### PASSAGE GIVEN

Our response to Janet Ranganathan’s critique of E-liability on the WRI Insights Blog

Dear Friends,

The website of the WRI, the nonprofit parent entity of the GHG Protocol, recently posted a Critique of E-liability carbon accounting, a method we introduced in a November 2021 Harvard Business Review article. The E-liability algorithm uses fundamental accounting principles to provide a rigorous yet practical way for measuring corporate supply-chain emissions, those labelled as Scope 2 and upstream Scope 3 by the GHG Protocol. Some of you have asked us to issue a response to the Critique. Below is our brief response.

######

INSTRUCTIONS FOR THE TASK: Reproduce the letter above responding to the critique of E-liability word for word, from its title line through its last sentence.

### RECORD SET

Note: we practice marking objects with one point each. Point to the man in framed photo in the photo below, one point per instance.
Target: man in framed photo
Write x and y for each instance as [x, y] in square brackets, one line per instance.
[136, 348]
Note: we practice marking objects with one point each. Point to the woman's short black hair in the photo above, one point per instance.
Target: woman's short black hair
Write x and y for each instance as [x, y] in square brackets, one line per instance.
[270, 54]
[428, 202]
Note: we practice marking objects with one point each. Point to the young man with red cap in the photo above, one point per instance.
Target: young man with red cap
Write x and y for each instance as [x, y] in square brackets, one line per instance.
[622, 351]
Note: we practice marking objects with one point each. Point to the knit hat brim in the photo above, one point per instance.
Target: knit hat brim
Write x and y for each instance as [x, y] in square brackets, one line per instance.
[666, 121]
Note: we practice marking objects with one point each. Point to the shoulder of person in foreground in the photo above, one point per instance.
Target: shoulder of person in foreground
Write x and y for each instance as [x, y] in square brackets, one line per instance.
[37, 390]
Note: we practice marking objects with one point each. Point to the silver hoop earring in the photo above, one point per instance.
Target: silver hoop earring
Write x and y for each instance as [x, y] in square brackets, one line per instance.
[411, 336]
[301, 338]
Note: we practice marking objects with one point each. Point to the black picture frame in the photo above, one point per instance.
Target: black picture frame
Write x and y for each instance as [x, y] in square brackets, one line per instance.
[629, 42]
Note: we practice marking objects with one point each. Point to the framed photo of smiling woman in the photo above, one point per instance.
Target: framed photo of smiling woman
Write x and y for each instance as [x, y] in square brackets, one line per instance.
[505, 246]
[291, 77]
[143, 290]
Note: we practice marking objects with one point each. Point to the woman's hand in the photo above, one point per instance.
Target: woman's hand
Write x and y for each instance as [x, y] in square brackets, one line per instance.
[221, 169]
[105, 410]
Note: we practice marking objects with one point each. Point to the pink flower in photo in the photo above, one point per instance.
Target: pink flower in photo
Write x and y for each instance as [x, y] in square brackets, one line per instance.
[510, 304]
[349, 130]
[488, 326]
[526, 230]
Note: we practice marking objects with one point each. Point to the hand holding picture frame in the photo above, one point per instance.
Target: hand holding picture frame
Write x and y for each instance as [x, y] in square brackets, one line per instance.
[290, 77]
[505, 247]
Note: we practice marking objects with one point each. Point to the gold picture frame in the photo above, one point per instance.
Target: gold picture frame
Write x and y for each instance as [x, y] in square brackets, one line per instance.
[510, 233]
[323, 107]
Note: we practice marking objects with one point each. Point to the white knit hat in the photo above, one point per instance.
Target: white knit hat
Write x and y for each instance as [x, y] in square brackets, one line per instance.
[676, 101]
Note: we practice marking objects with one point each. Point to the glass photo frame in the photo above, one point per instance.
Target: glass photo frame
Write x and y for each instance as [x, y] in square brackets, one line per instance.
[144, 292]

######

EXERCISE RESULT:
Our response to Janet Ranganathan’s critique of E-liability on the WRI Insights Blog

Dear Friends,

The website of the WRI, the nonprofit parent entity of the GHG Protocol, recently posted a Critique of E-liability carbon accounting, a method we introduced in a November 2021 Harvard Business Review article. The E-liability algorithm uses fundamental accounting principles to provide a rigorous yet practical way for measuring corporate supply-chain emissions, those labelled as Scope 2 and upstream Scope 3 by the GHG Protocol. Some of you have asked us to issue a response to the Critique. Below is our brief response.